━━━━━ Records shown ━━━━━
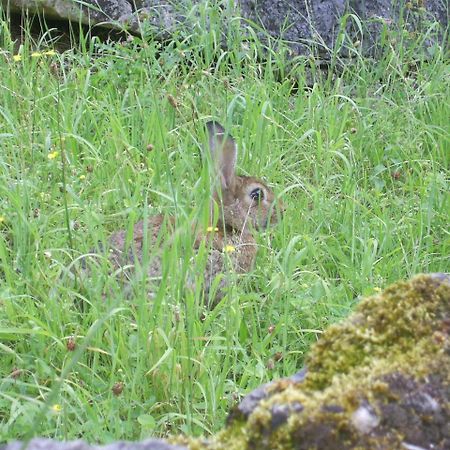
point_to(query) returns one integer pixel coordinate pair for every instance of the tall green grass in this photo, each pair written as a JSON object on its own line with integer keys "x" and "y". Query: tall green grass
{"x": 91, "y": 141}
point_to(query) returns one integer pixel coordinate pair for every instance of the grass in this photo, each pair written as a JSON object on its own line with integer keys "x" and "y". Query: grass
{"x": 96, "y": 138}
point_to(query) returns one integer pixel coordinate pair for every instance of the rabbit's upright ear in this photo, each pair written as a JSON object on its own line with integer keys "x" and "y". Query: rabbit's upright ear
{"x": 223, "y": 153}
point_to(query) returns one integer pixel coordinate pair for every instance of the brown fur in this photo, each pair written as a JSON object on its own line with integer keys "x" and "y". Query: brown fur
{"x": 239, "y": 216}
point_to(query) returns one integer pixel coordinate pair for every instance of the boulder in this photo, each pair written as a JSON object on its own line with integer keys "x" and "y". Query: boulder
{"x": 379, "y": 380}
{"x": 306, "y": 24}
{"x": 48, "y": 444}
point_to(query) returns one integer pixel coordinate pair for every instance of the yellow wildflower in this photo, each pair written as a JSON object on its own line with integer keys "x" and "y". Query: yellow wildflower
{"x": 56, "y": 408}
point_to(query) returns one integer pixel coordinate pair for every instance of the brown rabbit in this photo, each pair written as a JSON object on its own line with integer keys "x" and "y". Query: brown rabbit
{"x": 244, "y": 204}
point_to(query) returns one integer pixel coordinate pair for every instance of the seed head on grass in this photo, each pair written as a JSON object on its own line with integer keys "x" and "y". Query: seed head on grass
{"x": 53, "y": 155}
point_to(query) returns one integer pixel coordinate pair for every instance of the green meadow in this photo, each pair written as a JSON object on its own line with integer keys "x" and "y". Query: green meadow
{"x": 102, "y": 135}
━━━━━
*Work request*:
The lines to reproduce run from the line containing "Query: seed head on grass" to the end of the listing; write them out exactly and add nothing.

*Result of the task*:
point_to(query) returns one integer pixel coordinate pair for every instance of the seed head on grass in this photo, each pair written as a JSON object on its own line with integer keys "x" and "y". Query: seed head on grass
{"x": 53, "y": 155}
point_to(query) returns one integer pixel coordinate pair for every instance of the green meadow in this photo, each pair written as a JSON object on its own line with integer keys "x" and "y". Query: green meadow
{"x": 102, "y": 135}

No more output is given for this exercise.